* **Description of the task**: Would it be possible to write out each entry below exactly, without the pictures?

* **Source data**:
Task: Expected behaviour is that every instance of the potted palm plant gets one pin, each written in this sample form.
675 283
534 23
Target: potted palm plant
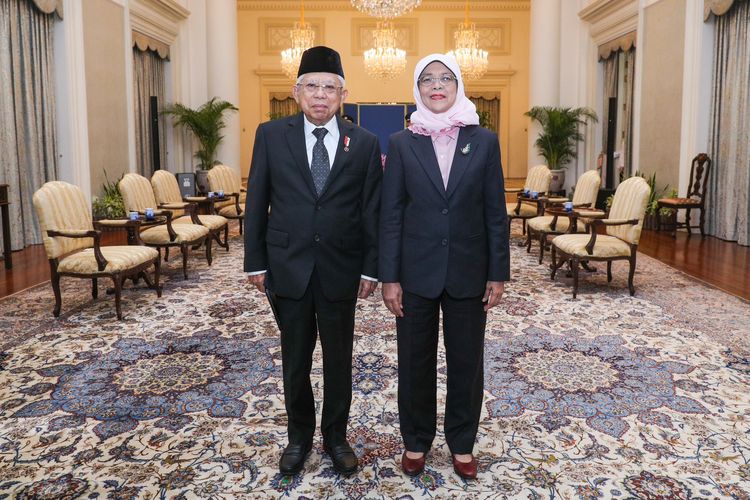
205 123
558 141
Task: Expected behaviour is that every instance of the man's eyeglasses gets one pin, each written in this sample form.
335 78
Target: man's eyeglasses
311 88
445 80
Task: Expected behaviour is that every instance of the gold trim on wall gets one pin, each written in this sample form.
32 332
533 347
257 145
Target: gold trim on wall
494 35
273 33
407 31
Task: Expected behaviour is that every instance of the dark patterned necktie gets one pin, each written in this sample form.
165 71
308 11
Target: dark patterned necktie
320 166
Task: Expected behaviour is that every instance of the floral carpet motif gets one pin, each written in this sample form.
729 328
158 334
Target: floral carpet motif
606 396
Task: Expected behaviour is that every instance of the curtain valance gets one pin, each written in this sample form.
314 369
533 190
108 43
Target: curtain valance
144 42
49 6
624 43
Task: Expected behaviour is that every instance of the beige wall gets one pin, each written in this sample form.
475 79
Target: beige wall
103 36
428 31
662 48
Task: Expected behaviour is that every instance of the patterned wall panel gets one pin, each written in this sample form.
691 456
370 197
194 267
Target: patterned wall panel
273 33
494 34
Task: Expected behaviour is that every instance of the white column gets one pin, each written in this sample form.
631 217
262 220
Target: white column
70 104
544 63
223 72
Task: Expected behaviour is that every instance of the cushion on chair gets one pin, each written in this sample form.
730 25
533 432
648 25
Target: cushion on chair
543 222
210 221
538 179
61 206
137 193
629 202
186 233
526 210
119 258
605 246
587 188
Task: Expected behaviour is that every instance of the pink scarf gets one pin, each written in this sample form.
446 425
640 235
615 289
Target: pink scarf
462 113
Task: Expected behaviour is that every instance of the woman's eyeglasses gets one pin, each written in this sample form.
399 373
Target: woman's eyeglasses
311 88
444 80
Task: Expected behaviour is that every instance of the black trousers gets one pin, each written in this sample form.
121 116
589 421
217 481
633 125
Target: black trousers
464 322
301 321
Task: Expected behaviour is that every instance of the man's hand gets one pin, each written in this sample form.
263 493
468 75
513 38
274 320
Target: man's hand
493 294
392 297
366 287
257 281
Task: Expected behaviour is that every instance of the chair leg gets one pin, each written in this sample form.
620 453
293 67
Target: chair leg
185 249
118 292
631 274
609 271
55 280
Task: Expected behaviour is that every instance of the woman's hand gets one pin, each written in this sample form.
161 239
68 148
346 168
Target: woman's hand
392 297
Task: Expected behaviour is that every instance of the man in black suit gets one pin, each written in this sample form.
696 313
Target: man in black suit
311 223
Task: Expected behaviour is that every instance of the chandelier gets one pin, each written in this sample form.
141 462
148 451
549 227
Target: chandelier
471 59
384 60
302 37
385 9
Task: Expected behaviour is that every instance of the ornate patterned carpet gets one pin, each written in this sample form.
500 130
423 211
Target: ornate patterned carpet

* **Complete answer**:
Task: Expected behaviour is that every instance of the potted palm plant gets one pin, each written in this sample form.
675 283
534 23
Target: potted palm plant
205 123
558 141
Task: Expected behaviour is that every instance of the man's eyeglasses gets one pin, each written in this sample form.
335 78
Target: man's eyeglasses
311 88
445 80
Task: Expected behaviour is that every instance of the gold trim on wall gets one pin, each written in this sample form.
32 332
533 347
257 145
Target: gold trim on wall
494 35
273 33
407 31
Task: Expected behaviour is that every instance of the dark patterned necktie gets one pin, each written in this sample form.
165 71
308 11
Target: dark patterned necktie
320 166
Task: Expected behaviour is that every instance of the floral carpet motif gets one pin, each written in this sample form.
729 328
158 334
Target: floral carpet motif
606 396
Task: Expected behaviour is that every instance of the curtain valance gets one pin, each written in this sample form.
314 369
533 190
108 43
Target: curtain valance
144 42
49 6
624 43
Task: Expected behaviour is that every instance of the beige wall gets one pin, each written in this sample form.
475 79
Target: beige wall
103 36
428 31
662 48
Task: Expected behaviour is that every instance of the patterned wall panel gets one pin, each written in this sample form.
691 456
370 197
194 267
Target: patterned wall panel
273 33
494 34
Task: Expected behaviour is that every instance of the white column gets one pin, each written in this sample form.
631 217
262 220
Target: white column
70 104
544 63
223 72
Task: Expected behaviour is that every instance of the cushion on chair gets one pin, each written in this sample form.
730 25
533 432
648 25
Target: cushion on chair
543 222
210 221
538 179
61 206
137 193
629 202
186 233
526 210
119 258
605 246
587 188
Task: Expected behaviour is that every instance of the pink scarf gets one pin, each written in this sample form.
446 425
640 235
615 289
Target: pink scarf
462 113
Task: Expected behaviour is that every instance of the woman's eyeglasses gets one pin, each written in this sample form.
399 373
Target: woman's eyeglasses
311 88
444 80
Task: Expected behaviour is that every instance of the black trousers gets one pin, each written in this sample form.
121 116
589 421
217 481
633 125
Target: black trousers
464 322
301 321
Task: Expected behaviour is that every instance of the man's hand gets one pin, each written in this sample form.
263 493
468 75
513 38
274 320
Target: man's hand
493 294
392 297
366 287
257 281
Task: Expected behaviour is that every instance of the chair leg gets one pin, each written in this sample form.
620 453
293 67
Target: chair leg
185 249
118 292
631 274
609 271
55 280
Task: Expected behaviour is that every instance of the woman's hand gets one pin, each written in this sample form.
161 239
68 148
346 168
Target: woman's hand
392 297
Task: Expected behaviour is that every instance of the man in black suit gets one pin, each written in this sample form.
696 313
Target: man in black suit
311 223
Task: Expected behaviour is that every instance of the chandelier gets one pin, each written in this sample form.
141 462
148 451
549 227
Target: chandelier
471 59
384 60
302 37
385 9
Task: Expected behaviour is that every instance of the ornate patterned carpet gets one pin, each written in this sample form.
500 130
423 211
Target: ornate patterned carpet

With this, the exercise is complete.